Required work —
Starting with the line of the data below that contains "[pin] stair handrail" and going on through the final line of the data, give those lines as a numbered list with blank lines omitted.

━━━━━━━━━━━━━━━━

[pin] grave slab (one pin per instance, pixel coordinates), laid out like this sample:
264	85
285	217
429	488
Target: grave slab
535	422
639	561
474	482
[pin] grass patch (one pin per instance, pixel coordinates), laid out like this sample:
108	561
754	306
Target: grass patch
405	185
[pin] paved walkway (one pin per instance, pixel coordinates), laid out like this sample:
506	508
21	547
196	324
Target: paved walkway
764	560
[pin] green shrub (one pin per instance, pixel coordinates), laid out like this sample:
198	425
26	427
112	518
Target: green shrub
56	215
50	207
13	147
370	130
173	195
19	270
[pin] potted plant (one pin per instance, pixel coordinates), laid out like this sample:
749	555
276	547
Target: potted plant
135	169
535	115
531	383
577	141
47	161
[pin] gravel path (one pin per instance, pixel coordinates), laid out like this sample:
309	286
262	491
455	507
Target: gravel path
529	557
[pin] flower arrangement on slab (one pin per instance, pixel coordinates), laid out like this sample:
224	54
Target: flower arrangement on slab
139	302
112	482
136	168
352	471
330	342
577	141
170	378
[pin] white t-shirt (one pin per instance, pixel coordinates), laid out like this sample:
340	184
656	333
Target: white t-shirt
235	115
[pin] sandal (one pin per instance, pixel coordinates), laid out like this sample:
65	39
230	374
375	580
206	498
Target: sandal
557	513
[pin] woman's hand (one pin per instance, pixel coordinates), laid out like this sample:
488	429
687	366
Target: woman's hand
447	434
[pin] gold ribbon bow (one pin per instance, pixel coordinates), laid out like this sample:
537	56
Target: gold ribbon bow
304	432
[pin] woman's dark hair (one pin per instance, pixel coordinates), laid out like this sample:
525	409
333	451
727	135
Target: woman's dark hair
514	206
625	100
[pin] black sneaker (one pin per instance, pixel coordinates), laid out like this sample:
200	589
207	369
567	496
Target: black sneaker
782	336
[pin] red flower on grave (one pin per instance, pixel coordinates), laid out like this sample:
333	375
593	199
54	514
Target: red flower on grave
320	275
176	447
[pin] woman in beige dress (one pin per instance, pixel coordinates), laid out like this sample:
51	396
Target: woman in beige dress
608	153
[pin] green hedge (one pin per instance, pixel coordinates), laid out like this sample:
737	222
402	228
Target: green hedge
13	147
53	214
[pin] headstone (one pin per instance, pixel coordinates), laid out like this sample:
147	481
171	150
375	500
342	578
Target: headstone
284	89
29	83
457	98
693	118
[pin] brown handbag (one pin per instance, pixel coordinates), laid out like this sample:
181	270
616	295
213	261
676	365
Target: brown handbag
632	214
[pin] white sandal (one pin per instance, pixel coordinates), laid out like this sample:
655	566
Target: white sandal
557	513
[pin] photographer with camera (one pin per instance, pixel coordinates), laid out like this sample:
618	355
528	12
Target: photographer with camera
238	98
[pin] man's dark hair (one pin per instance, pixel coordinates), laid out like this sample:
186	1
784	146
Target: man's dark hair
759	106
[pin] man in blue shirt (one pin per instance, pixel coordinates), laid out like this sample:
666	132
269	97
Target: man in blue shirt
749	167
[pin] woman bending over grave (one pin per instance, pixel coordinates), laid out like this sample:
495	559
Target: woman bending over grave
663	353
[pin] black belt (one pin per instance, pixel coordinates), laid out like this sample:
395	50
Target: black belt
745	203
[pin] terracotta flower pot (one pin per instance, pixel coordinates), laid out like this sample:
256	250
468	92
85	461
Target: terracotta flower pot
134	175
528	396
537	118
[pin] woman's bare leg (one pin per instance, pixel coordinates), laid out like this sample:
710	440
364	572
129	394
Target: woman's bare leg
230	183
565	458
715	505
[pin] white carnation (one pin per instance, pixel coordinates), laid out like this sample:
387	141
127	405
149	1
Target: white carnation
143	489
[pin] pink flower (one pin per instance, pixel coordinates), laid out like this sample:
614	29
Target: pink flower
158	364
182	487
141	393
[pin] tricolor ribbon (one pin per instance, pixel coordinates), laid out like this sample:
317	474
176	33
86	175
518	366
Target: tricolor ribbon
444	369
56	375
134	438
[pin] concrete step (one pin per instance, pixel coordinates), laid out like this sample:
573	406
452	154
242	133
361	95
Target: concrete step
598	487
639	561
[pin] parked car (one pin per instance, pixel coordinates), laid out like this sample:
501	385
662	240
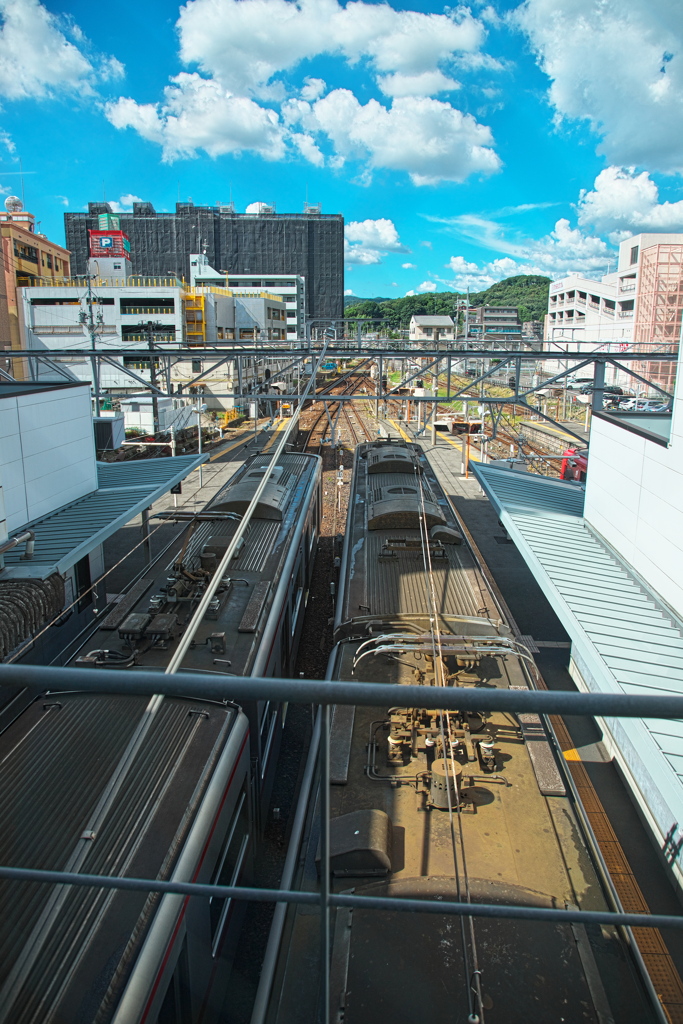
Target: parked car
574	464
644	406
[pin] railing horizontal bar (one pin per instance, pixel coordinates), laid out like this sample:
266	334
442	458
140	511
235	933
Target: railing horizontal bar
403	905
319	691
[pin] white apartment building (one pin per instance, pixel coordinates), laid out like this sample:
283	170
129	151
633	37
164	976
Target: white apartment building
58	317
639	303
292	289
59	505
431	329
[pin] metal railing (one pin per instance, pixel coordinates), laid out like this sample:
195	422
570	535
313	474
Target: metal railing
325	693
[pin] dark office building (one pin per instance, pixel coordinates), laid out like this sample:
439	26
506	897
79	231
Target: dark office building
309	244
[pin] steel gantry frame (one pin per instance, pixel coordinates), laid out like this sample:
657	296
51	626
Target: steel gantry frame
340	349
326	693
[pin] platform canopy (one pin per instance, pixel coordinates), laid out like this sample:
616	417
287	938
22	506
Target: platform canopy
624	637
124	491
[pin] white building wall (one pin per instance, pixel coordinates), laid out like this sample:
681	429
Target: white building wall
634	499
47	452
291	288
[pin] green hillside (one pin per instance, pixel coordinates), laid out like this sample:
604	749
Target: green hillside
527	292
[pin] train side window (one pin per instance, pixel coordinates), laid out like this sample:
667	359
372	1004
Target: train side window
268	723
227	870
297	591
176	1008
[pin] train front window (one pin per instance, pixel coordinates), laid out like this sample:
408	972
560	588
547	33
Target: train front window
228	869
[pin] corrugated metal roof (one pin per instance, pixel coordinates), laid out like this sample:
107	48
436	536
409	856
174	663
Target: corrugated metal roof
624	637
432	321
513	488
73	531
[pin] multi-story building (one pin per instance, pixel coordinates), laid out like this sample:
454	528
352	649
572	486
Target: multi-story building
59	317
495	325
640	303
29	258
608	556
261	246
291	288
59	505
431	329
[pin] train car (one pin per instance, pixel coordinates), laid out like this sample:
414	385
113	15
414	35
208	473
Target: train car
112	784
162	787
436	806
254	623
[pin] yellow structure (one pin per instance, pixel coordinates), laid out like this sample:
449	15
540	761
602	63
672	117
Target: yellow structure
29	258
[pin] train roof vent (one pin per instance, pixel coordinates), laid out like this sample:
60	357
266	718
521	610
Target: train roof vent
397	509
360	845
392	460
236	497
271	504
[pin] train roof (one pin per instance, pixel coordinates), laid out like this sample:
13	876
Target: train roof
154	620
383	568
102	784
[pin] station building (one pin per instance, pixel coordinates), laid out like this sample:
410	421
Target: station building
29	258
495	325
640	303
431	329
55	318
57	507
608	556
259	244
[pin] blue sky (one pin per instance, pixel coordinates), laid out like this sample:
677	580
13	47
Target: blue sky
462	144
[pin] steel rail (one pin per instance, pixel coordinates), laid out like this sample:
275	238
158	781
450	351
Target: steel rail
200	611
319	691
402	904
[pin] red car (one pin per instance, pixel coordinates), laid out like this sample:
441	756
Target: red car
574	464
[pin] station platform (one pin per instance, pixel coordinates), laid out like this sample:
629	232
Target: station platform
648	882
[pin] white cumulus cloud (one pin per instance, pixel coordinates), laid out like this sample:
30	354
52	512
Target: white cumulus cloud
246	43
367	241
199	114
239	96
427	83
624	203
564	250
444	143
379	233
37	58
124	205
620	68
426	286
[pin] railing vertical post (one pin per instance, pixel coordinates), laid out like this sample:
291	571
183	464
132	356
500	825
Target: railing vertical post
325	864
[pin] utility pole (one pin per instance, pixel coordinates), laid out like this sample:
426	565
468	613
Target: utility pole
88	321
151	328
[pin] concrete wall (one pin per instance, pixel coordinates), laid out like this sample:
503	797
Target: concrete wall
47	452
634	500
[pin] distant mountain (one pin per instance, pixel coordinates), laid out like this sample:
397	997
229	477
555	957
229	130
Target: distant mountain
527	292
351	300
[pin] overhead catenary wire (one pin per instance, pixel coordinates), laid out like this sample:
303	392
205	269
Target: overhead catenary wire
193	626
474	1006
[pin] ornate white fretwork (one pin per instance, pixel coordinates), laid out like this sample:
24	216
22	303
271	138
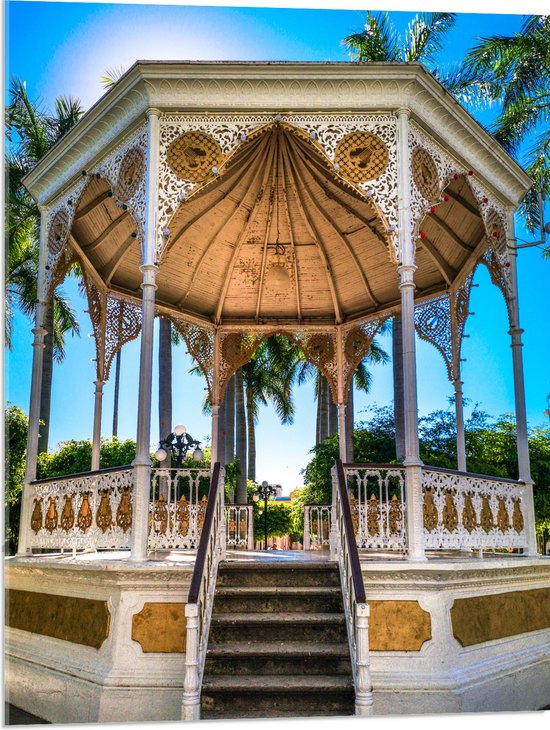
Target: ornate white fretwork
463	511
230	131
377	506
441	322
111	167
83	510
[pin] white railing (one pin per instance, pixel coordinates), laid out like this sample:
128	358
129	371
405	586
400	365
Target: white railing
472	511
316	526
239	526
377	505
177	508
198	609
77	511
344	549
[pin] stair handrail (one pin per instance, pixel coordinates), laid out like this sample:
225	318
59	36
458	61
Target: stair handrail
344	548
198	609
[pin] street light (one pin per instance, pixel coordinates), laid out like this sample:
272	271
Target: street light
179	442
264	491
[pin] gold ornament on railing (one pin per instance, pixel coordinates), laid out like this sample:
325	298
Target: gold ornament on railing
450	513
373	515
469	517
503	519
50	523
395	515
36	517
85	517
517	517
104	516
182	516
67	514
124	509
486	519
201	514
431	516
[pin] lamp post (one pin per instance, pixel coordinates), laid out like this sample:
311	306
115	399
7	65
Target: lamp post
264	491
179	442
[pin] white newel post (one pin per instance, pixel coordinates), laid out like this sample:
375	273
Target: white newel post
98	405
522	436
412	462
142	462
363	681
39	332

━━━━━━━━━━━━━━━━

The solution —
1. [pin] stair handrail (one pin per instance, pixel coordinates), laid out like this sample:
2. 225	318
3. 59	36
4. 458	61
5. Target: stair handrail
6. 344	548
7. 198	609
8. [pin] street light (one pin per instance, pixel coordinates), laid out like this sample:
9. 272	271
10. Target: street light
11. 179	442
12. 264	491
13. [pin] gold ornament on railing (one pin per instance, pixel coordinates), laid out like this sample:
14. 325	298
15. Target: gold ornament on railing
16. 450	513
17. 373	515
18. 469	517
19. 503	519
20. 50	523
21. 395	515
22. 36	517
23. 85	517
24. 517	517
25. 104	516
26. 182	516
27. 67	514
28. 124	509
29. 486	519
30. 201	514
31. 431	516
32. [pin] lamp post (one pin per instance, pixel coordinates), laid out like this sample:
33. 311	306
34. 115	399
35. 7	65
36. Target: lamp post
37. 264	491
38. 179	442
39. [pin] white newel post (one pin per instance, pixel coordinates), laid out like this sample:
40. 375	273
41. Target: white newel post
42. 98	405
43. 522	436
44. 412	462
45. 142	462
46. 363	681
47. 39	332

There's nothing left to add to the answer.